• [DIRECTIONS]: Starting at the line containing "Where can the thick" and ending at the line containing "Where can the metal", print every line of the material below exactly, both ends included, and stop there.

SUPPLIED MATERIAL below:

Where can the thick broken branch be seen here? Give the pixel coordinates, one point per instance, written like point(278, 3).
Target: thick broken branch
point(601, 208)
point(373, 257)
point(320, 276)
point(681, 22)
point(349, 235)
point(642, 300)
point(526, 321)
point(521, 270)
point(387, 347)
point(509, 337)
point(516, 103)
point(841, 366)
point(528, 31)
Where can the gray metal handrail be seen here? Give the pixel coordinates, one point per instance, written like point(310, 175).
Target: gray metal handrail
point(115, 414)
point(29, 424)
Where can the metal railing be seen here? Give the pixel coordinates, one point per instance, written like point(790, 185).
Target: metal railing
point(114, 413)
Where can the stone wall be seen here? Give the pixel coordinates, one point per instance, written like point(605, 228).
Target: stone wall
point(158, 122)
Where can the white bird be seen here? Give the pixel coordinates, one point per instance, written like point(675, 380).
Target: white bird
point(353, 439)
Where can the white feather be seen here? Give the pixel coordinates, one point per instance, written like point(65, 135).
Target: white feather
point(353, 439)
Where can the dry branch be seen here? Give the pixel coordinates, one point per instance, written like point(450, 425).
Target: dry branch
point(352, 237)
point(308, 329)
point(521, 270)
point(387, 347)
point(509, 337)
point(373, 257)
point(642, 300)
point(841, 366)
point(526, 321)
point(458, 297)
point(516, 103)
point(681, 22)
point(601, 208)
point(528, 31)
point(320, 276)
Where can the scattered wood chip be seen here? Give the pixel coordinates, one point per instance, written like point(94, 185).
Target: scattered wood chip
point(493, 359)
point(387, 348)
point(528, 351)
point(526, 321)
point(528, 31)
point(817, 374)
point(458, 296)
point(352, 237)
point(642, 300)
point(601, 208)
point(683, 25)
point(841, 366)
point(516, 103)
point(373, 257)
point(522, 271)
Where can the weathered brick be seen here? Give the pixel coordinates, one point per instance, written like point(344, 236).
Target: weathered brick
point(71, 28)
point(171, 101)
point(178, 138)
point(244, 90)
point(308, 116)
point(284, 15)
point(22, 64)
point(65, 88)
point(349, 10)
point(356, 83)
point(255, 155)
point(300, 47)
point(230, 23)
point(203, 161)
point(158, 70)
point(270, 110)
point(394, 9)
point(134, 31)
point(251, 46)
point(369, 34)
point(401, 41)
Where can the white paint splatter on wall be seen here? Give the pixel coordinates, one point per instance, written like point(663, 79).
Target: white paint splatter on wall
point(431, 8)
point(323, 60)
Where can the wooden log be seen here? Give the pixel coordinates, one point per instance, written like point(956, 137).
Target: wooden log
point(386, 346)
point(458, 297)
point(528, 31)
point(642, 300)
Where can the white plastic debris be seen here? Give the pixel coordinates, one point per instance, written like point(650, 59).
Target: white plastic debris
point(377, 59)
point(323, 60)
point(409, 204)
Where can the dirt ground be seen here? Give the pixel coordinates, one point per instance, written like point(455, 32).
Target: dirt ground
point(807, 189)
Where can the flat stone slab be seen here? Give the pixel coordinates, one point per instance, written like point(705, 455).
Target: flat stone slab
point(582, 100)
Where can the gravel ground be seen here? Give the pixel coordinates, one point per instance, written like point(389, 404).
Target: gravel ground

End of SUPPLIED MATERIAL.
SUPPLIED MATERIAL below:

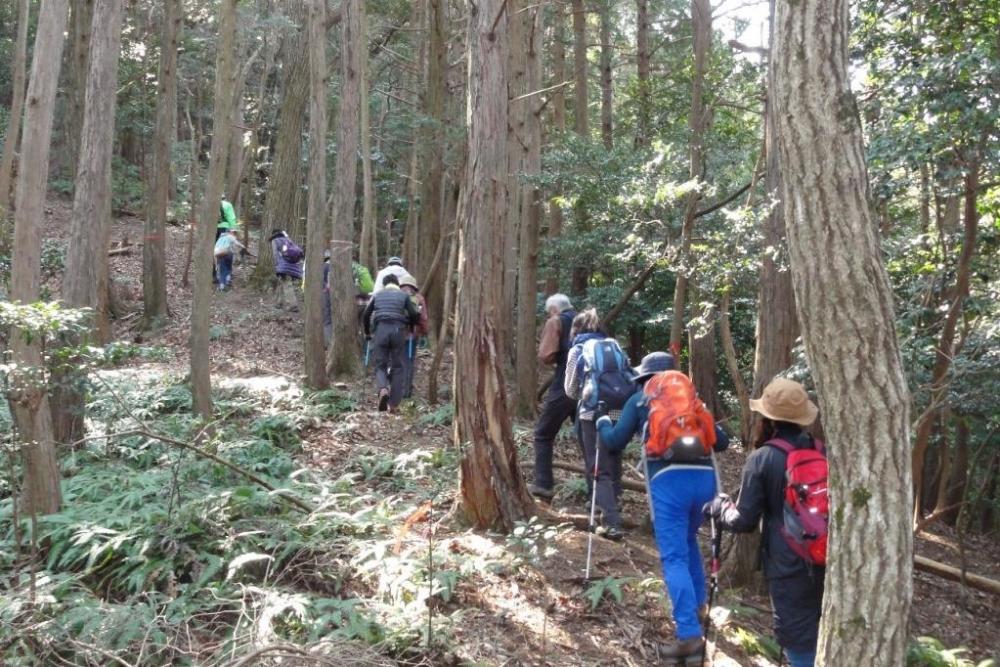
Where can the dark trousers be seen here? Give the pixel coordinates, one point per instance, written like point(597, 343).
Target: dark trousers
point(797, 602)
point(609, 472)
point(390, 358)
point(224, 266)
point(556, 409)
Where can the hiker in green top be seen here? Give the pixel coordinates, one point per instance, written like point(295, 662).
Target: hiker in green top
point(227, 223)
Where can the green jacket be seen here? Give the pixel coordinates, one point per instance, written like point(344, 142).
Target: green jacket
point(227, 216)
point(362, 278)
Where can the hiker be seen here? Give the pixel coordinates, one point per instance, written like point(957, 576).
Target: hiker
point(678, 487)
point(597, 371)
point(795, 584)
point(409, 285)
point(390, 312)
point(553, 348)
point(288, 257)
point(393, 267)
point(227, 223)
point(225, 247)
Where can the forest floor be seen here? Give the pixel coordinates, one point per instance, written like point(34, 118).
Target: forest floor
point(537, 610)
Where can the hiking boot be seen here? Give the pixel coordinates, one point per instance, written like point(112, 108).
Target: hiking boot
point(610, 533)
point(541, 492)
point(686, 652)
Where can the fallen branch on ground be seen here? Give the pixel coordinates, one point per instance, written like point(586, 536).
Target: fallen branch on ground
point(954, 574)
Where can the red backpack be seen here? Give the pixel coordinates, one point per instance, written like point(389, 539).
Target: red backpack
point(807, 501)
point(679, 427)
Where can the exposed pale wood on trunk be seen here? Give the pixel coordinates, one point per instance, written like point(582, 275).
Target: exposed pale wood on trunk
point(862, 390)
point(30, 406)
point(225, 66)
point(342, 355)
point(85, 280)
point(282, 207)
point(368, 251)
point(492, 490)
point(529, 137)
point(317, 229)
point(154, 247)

End of SUPPLIED MATERIAL.

• [OUTPUT OF THE TASK]:
Where can the thick broken branch be seen here? Give the pixel coordinates, one point per instance, written like point(278, 3).
Target: thick broken branch
point(601, 208)
point(373, 257)
point(320, 276)
point(681, 22)
point(349, 235)
point(642, 300)
point(526, 321)
point(521, 270)
point(387, 347)
point(509, 337)
point(516, 103)
point(841, 366)
point(528, 31)
Where can the gray metal handrail be seen here? Give the pixel coordinates, one point per instance, written like point(310, 175).
Target: gray metal handrail
point(115, 414)
point(29, 424)
Where can the metal railing be seen here? Give the pixel coordinates, one point per instance, written like point(790, 185).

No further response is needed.